◆ WORK REQUIRED ◆
Please quote, word for word, the stretch from the start of the items through the line that contains "7L542 22L546 27L546", including both ends. Omit the pictures from your answer.

◆ EXTRACTED DATA ◆
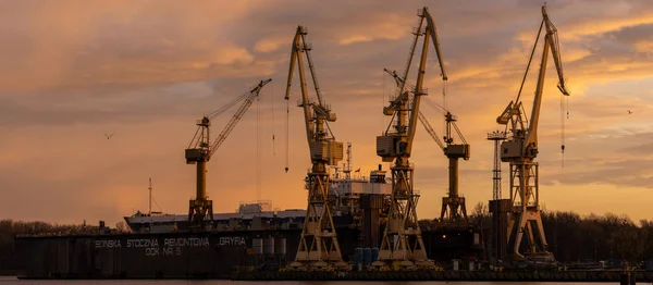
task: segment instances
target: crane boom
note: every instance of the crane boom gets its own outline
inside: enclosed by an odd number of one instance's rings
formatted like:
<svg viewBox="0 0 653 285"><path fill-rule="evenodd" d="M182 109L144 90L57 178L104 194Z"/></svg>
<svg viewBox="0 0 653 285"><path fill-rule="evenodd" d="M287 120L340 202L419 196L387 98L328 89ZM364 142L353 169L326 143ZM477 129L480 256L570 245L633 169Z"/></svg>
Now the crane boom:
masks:
<svg viewBox="0 0 653 285"><path fill-rule="evenodd" d="M542 7L542 22L546 27L546 35L544 37L544 50L542 51L542 61L540 63L540 74L538 76L538 85L535 89L535 99L533 103L533 110L531 112L530 125L528 127L528 135L523 141L523 149L528 149L529 146L534 148L538 147L538 125L540 122L540 107L542 106L542 91L544 89L544 78L546 75L546 59L549 58L549 51L553 55L555 62L555 70L557 71L558 85L557 88L565 96L569 96L569 91L565 87L565 78L563 73L563 62L560 59L559 44L557 39L557 28L553 25L549 15L546 14L546 8Z"/></svg>
<svg viewBox="0 0 653 285"><path fill-rule="evenodd" d="M309 53L311 47L306 42L306 27L297 26L291 50L291 65L285 92L285 100L289 100L296 64L301 85L301 100L297 106L304 110L306 139L312 168L307 177L308 207L306 219L295 262L291 263L291 267L310 269L320 268L326 262L331 262L330 265L344 268L346 262L343 261L333 218L331 216L331 206L328 197L330 182L326 170L328 165L336 165L343 159L343 142L335 141L329 128L328 122L335 122L336 116L320 95L318 76ZM308 97L303 54L306 54L308 60L310 75L318 97L317 102L310 101Z"/></svg>
<svg viewBox="0 0 653 285"><path fill-rule="evenodd" d="M544 35L538 84L535 86L530 121L527 121L522 111L523 104L520 100L520 95L543 28L545 28L546 33ZM544 257L549 261L554 261L553 255L546 249L546 237L540 214L539 163L534 161L538 157L538 126L546 75L546 61L550 51L558 75L557 87L563 96L569 96L563 75L557 29L551 20L549 20L546 8L542 7L542 22L521 80L519 92L517 94L517 99L510 101L496 120L497 123L505 124L507 125L506 127L509 126L510 132L509 139L501 144L501 160L510 164L512 208L507 233L508 247L513 253L513 259L525 258L519 252L519 248L522 237L526 234L528 257Z"/></svg>
<svg viewBox="0 0 653 285"><path fill-rule="evenodd" d="M259 96L263 86L271 80L272 79L261 80L249 92L235 98L208 116L204 116L201 120L197 121L197 131L195 132L190 145L185 151L186 163L197 164L197 193L195 199L190 200L188 206L188 221L194 223L194 228L204 230L205 223L207 222L206 220L209 220L209 222L213 221L213 202L209 200L207 196L207 162L218 151L218 148L220 148L229 134L231 134L236 124L241 121L254 100ZM243 101L243 104L229 121L224 129L222 129L218 138L211 142L209 129L211 126L211 119L224 113L241 101Z"/></svg>
<svg viewBox="0 0 653 285"><path fill-rule="evenodd" d="M408 159L411 154L412 141L419 120L420 98L426 96L426 89L422 88L427 58L429 53L429 41L432 39L435 46L441 67L443 70L443 79L446 80L444 65L442 63L436 29L434 21L429 13L428 8L420 9L420 17L415 40L411 42L411 49L406 64L404 76L393 76L397 80L397 97L390 101L387 107L383 108L383 114L393 115L391 126L395 132L385 131L382 136L377 137L377 154L383 161L394 161L391 168L392 172L392 195L389 221L383 233L383 240L379 250L379 260L372 263L373 267L384 267L386 261L403 260L404 264L409 267L432 267L427 260L427 253L421 238L421 230L417 220L418 196L414 193L414 166ZM422 32L422 25L426 28ZM405 90L406 77L411 65L412 55L419 41L423 37L420 64L417 80L414 90ZM394 73L396 75L396 73ZM387 127L390 129L390 126ZM395 240L395 241L391 241Z"/></svg>
<svg viewBox="0 0 653 285"><path fill-rule="evenodd" d="M222 145L222 142L224 142L224 140L226 139L226 137L229 136L229 134L231 134L231 132L234 129L234 127L236 126L236 124L238 124L238 122L241 122L241 119L243 119L243 115L245 114L245 112L247 111L247 109L249 109L249 107L251 106L251 103L254 102L254 100L256 98L258 98L259 92L261 91L261 89L263 88L263 86L266 86L266 84L270 83L271 80L272 80L272 78L269 78L269 79L266 79L266 80L261 80L256 87L254 87L249 91L249 94L245 98L245 102L243 102L243 104L241 106L241 108L238 108L238 110L236 111L236 113L234 113L234 116L232 116L232 119L229 121L229 123L226 124L226 126L224 126L224 128L222 129L222 132L220 133L220 135L218 135L218 138L215 138L215 140L211 145L211 151L209 152L209 159L211 159L211 157L215 153L215 151L218 151L218 148L220 148L220 146Z"/></svg>
<svg viewBox="0 0 653 285"><path fill-rule="evenodd" d="M386 69L384 69L384 71L395 79L397 86L404 80L397 75L396 72L391 72ZM405 83L405 85L409 88L415 88L409 83ZM407 96L407 94L408 92L405 92L404 96ZM467 140L465 140L463 133L460 133L460 129L456 125L455 116L449 111L428 100L428 98L424 98L424 102L428 102L432 107L443 112L446 121L446 136L444 136L443 142L435 134L435 131L433 131L433 127L431 126L427 117L422 114L422 112L419 111L418 113L418 119L422 123L422 126L424 127L427 133L431 135L435 144L438 144L440 149L449 160L449 188L447 197L443 197L442 199L442 211L440 219L446 223L466 223L468 220L465 198L458 195L458 159L461 158L464 160L469 160L469 144L467 144ZM452 128L458 134L458 137L460 138L463 144L453 144L454 138L452 136Z"/></svg>

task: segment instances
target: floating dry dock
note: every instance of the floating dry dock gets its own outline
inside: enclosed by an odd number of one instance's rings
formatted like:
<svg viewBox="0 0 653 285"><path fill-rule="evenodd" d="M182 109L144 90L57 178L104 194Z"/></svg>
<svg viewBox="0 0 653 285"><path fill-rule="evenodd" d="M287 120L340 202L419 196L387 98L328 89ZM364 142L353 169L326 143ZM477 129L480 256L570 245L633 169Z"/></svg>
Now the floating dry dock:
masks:
<svg viewBox="0 0 653 285"><path fill-rule="evenodd" d="M631 271L638 282L653 282L653 271ZM615 271L350 271L350 272L235 272L238 281L520 281L520 282L620 282Z"/></svg>

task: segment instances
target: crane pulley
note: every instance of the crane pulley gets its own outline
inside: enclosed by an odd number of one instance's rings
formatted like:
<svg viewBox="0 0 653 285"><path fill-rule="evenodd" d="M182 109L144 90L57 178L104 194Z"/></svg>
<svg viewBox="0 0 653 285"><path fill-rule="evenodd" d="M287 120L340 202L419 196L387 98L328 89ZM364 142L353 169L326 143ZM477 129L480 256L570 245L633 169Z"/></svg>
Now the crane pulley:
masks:
<svg viewBox="0 0 653 285"><path fill-rule="evenodd" d="M208 200L206 189L206 163L211 157L218 151L218 148L224 142L229 134L234 129L236 124L241 121L245 112L249 109L254 100L258 97L259 92L270 83L272 79L261 80L258 85L234 100L227 102L222 108L213 111L209 115L202 116L197 121L197 131L186 148L185 158L186 164L197 164L197 193L194 200L189 201L188 207L188 220L194 222L196 227L202 227L205 220L213 220L213 205L211 200ZM231 117L224 129L218 135L218 137L210 140L210 126L211 120L223 114L238 102L243 102L238 110Z"/></svg>

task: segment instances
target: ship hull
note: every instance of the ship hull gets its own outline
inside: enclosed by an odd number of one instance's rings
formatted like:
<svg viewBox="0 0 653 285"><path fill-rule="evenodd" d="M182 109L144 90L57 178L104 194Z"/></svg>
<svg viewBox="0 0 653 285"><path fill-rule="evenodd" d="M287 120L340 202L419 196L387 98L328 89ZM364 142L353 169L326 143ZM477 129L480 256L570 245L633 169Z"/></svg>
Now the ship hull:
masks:
<svg viewBox="0 0 653 285"><path fill-rule="evenodd" d="M23 237L15 262L24 278L229 278L237 268L286 265L300 231ZM338 239L356 240L357 231ZM346 260L354 247L341 244Z"/></svg>

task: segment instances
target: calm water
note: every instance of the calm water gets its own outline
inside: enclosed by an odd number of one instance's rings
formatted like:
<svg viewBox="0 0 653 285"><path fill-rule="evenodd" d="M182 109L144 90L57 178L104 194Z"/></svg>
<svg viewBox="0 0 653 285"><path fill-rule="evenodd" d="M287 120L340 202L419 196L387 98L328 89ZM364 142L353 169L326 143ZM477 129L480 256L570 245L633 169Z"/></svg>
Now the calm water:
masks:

◆ RESULT BELOW ◆
task: segment instances
target: crane boom
note: every instance of the crane boom gets its own outline
inside: enclosed by an odd number of one instance's rings
formatted like:
<svg viewBox="0 0 653 285"><path fill-rule="evenodd" d="M182 109L144 90L57 178L104 194Z"/></svg>
<svg viewBox="0 0 653 285"><path fill-rule="evenodd" d="M287 120L340 202L419 196L387 98L328 89ZM364 142L353 169L326 143ZM477 129L480 256L570 245L633 169Z"/></svg>
Now the crane boom:
masks:
<svg viewBox="0 0 653 285"><path fill-rule="evenodd" d="M542 7L542 22L546 27L546 35L544 37L544 50L542 51L542 61L540 63L540 74L538 76L538 85L535 89L535 99L533 103L533 110L531 112L530 125L528 127L528 135L523 141L523 149L528 149L529 146L534 148L538 147L538 125L540 122L540 107L542 106L542 91L544 89L544 78L546 75L546 59L549 58L549 51L553 55L555 62L555 70L557 71L558 85L557 88L565 96L569 96L569 91L565 87L565 78L563 73L563 62L560 59L559 44L557 39L557 28L553 25L549 15L546 14L546 8Z"/></svg>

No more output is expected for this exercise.